■ **Excerpted text**:
---------------

All posts by 353624cw

Create Your Own Chocolate

“Customized Chocolate Bars Like No Other”

Have you ever wanted to create your own chocolate bar? Chocri is the worlds first company which allows comsumers to create their own chocolate bar by allowing users to choose from four bases and over 100 toppings. When you read this, you probably think: “I could make that! What is so special about it?” However, most of us can probably not even be bothered to actual create chocolate bars due to the time and effort it takes. This is the unique aspect of Chocri, it makes the process of creating your own chocolate bars fun! Chocri was founded in Berlin, Germany in 2008 by Franz Duge and Michael Bruck and it has been a very successful example is mass customization. In essence, Chocri is an online configurator where customers can design their own chocolate bar which is then produced by Chocri with techniques and costs comparable to mass production.

According to Chocri, the combination of 4 bases and more than 100 topics allows for more than 27 billion combinations. The configuration process of Chocri chocolate bars encompasses the several steps. First, customers have to choose the base of the chocolate bar (dark chocolate, milk chocolate, white chocolate or a combination of the three). Second, customers can add up to five topics. There are six different topping categories: fruit, spices, nuts, confections, decor and grains. In addition, Chocri sometines also includes seasonal categories.

---------------

(Location identification items)
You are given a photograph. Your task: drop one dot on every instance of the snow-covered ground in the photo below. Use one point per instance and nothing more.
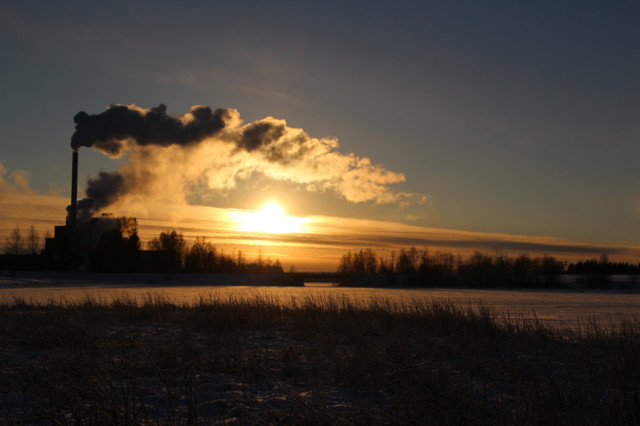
(560, 308)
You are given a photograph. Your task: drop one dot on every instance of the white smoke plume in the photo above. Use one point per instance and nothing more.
(167, 157)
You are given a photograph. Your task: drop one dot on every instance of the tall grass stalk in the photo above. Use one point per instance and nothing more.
(315, 360)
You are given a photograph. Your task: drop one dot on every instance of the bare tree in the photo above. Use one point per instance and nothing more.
(14, 241)
(33, 240)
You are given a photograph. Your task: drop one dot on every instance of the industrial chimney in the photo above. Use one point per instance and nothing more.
(73, 213)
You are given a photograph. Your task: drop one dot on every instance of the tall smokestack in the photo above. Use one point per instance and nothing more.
(74, 189)
(73, 211)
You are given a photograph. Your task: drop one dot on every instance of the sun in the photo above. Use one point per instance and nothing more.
(271, 219)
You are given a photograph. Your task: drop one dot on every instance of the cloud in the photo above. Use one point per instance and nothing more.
(16, 181)
(171, 157)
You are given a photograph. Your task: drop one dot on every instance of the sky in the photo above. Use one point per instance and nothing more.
(501, 121)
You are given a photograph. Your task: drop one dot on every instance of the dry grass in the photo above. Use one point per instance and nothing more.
(316, 360)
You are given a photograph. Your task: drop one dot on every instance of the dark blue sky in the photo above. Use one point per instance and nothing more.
(512, 117)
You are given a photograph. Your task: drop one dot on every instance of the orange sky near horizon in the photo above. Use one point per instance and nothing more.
(316, 243)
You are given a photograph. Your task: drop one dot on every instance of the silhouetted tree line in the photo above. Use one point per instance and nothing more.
(603, 266)
(442, 268)
(596, 273)
(174, 255)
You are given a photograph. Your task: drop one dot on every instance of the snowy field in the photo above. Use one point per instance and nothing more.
(559, 308)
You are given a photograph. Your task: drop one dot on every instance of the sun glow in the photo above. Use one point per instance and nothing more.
(271, 219)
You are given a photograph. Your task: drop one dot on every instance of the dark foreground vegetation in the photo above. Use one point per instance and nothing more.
(314, 361)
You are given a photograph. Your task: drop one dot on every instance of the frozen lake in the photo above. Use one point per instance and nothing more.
(559, 308)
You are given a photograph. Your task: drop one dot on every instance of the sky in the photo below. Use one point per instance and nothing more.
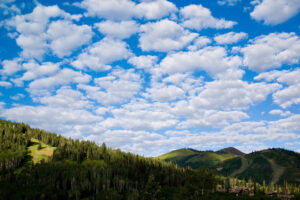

---------------

■ **Stated task A**:
Duplicate the Chocri post word for word, starting with "Have you ever" and going on through "to mass production.".
■ **Stated task B**:
According to the Chocri post, why do most people not make their own chocolate bars, and how does Chocri address this?

■ **Final answer A**:
Have you ever wanted to create your own chocolate bar? Chocri is the worlds first company which allows comsumers to create their own chocolate bar by allowing users to choose from four bases and over 100 toppings. When you read this, you probably think: “I could make that! What is so special about it?” However, most of us can probably not even be bothered to actual create chocolate bars due to the time and effort it takes. This is the unique aspect of Chocri, it makes the process of creating your own chocolate bars fun! Chocri was founded in Berlin, Germany in 2008 by Franz Duge and Michael Bruck and it has been a very successful example is mass customization. In essence, Chocri is an online configurator where customers can design their own chocolate bar which is then produced by Chocri with techniques and costs comparable to mass production.

■ **Final answer B**:
Most people can't be bothered to make chocolate bars because of the time and effort it takes. Chocri's unique aspect is that it makes creating your own chocolate bar fun.